→ **Set problem a**:
In the records below, rename "grazed meadow" as "pasture" wherever it occurs, and give the records again with nothing else changed.

→ **Source document**:
┄┄┄┄┄┄┄┄┄┄┄┄┄┄┄┄┄┄┄┄
As her reputation and notoriety grew, Texas set her sights on New York. The brainy, brassy girl from Waco landed several starring roles on Broadway, where her acerbic wit defined her.
Her big chance arrived on January 17, 1920, with Prohibition. All over the city, speakeasies, usually small dives, sprouted up. For those seeking entertainment to go with their liquor, a profusion of gaudy nightclubs beckoned. New York’s famous restaurants—Delmonico’s, Sherry’s, Jack’s—gave way to the new clubs, more fun to visit, after all, since patrons could enjoy the additional naughty pleasure of thumbing their noses at the law.
Texas Guinan dyed her brunette hair flashy blond, gussied up her blowsy figure in glittery clothes, cultivated the right underworld connections, and went to work as a nightclub hostess.
In 1923, Guinan was hired as a singer by Emil Gervasini and John Levi, owners of Beaux Arts speakeasy. According an article written by Majorie Corcoran in the Brooklyn Daily Eagle on December 18, 1927, Guinan was paid $50,000 to sing at the speakeasy. That’s the equivalent of almost $715,00 today — not bad for a 1923 singer/manager/hostess/actress.
Having seen her perform at the Beaux Arts, New York show producer Nils Granlund introduced Texas to Larry Fay, a notorious rumrunner. She became the hostess and mistress of ceremonies at Fay’s El Fey club, one of the famed illegal speakeasies in New York. The club, on 46th Street near Broadway, opened from midnight to 5 a.m. It stood at the top of stairs leading to a door with a peephole. Inside, the silk-walled club seated about 80, with a small stage for chorus girls.
At the El Fey, Texas originated a live bantering routine for patrons. Standing or seated in the middle of the club, she would greet customers with her line, “”Hello, Sucker! Come on in and leave your wallet on the bar.” She might lead everyone in a song, promise the crowd “a fight a night or your money back,” or crack, “You may be all the world to your mother, but you’re just a cover charge to me.” She referred to rich guys as “butter and egg men.”
┄┄┄┄┄┄┄┄┄┄┄┄┄┄┄┄┄┄┄┄
→ **Provided records**:
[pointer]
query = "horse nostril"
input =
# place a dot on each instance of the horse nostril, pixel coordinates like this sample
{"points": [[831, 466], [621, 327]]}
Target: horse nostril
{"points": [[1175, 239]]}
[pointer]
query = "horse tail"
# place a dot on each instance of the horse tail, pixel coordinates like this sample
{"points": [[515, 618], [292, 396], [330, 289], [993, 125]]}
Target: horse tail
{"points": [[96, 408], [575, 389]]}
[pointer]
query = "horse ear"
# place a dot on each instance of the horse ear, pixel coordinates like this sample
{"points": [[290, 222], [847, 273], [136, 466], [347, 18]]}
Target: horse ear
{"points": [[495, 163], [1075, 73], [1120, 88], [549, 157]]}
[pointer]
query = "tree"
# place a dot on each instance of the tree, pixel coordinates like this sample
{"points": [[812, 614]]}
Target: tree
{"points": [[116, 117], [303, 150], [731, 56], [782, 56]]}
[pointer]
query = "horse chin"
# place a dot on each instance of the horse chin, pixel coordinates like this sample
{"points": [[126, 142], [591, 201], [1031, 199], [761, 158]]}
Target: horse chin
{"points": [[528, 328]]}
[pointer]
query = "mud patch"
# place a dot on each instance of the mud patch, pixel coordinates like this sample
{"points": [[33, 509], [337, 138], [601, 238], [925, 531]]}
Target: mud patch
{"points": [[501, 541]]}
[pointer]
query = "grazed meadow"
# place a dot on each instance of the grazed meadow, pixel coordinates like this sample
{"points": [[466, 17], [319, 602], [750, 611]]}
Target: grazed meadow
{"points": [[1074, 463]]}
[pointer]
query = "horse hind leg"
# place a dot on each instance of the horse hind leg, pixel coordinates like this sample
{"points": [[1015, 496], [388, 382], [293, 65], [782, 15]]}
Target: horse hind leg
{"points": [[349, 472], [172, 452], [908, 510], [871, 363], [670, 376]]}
┄┄┄┄┄┄┄┄┄┄┄┄┄┄┄┄┄┄┄┄
→ **Set problem b**:
Set down the stretch of the Texas Guinan text above from "Having seen her" through "for chorus girls." word for word.

→ **Task answer a**:
[pointer]
query = "horse nostril"
input =
# place a dot on each instance of the horse nostril, pixel coordinates like this sample
{"points": [[831, 466], [621, 327]]}
Target: horse nostril
{"points": [[1175, 239]]}
[pointer]
query = "horse tail"
# place a dot on each instance of the horse tail, pixel coordinates like this sample
{"points": [[515, 618], [292, 396], [330, 289], [993, 125]]}
Target: horse tail
{"points": [[96, 408], [575, 389]]}
[pointer]
query = "horse ear"
# place a dot on each instance of the horse ear, pixel coordinates like this sample
{"points": [[290, 222], [847, 273], [136, 466], [347, 18]]}
Target: horse ear
{"points": [[495, 163], [1075, 73], [1120, 88], [549, 157]]}
[pointer]
query = "tree"
# place a dot on each instance of the tree, pixel coordinates like this sample
{"points": [[812, 614]]}
Target: tree
{"points": [[116, 117], [303, 150], [731, 56], [782, 56]]}
[pointer]
query = "horse chin"
# place a dot on each instance of the horse chin, pixel coordinates like this sample
{"points": [[126, 142], [591, 201], [1031, 199], [761, 158]]}
Target: horse chin
{"points": [[528, 328]]}
[pointer]
query = "mud patch"
# place a dot on each instance of the mud patch, pixel coordinates like this sample
{"points": [[33, 509], [337, 138], [601, 238], [925, 531]]}
Target: mud patch
{"points": [[501, 541]]}
[pointer]
query = "pasture"
# place a dot on each instance of the pasture, pixel coordinates like this sample
{"points": [[466, 17], [319, 602], [750, 611]]}
Target: pasture
{"points": [[1074, 463]]}
[pointer]
query = "horse hind leg"
# place a dot on each instance of the horse hind leg, pixel coordinates like this sample
{"points": [[1015, 496], [388, 382], [293, 65], [782, 15]]}
Target: horse hind leg
{"points": [[349, 472], [172, 452], [908, 510], [871, 363], [670, 376]]}

→ **Task answer b**:
Having seen her perform at the Beaux Arts, New York show producer Nils Granlund introduced Texas to Larry Fay, a notorious rumrunner. She became the hostess and mistress of ceremonies at Fay’s El Fey club, one of the famed illegal speakeasies in New York. The club, on 46th Street near Broadway, opened from midnight to 5 a.m. It stood at the top of stairs leading to a door with a peephole. Inside, the silk-walled club seated about 80, with a small stage for chorus girls.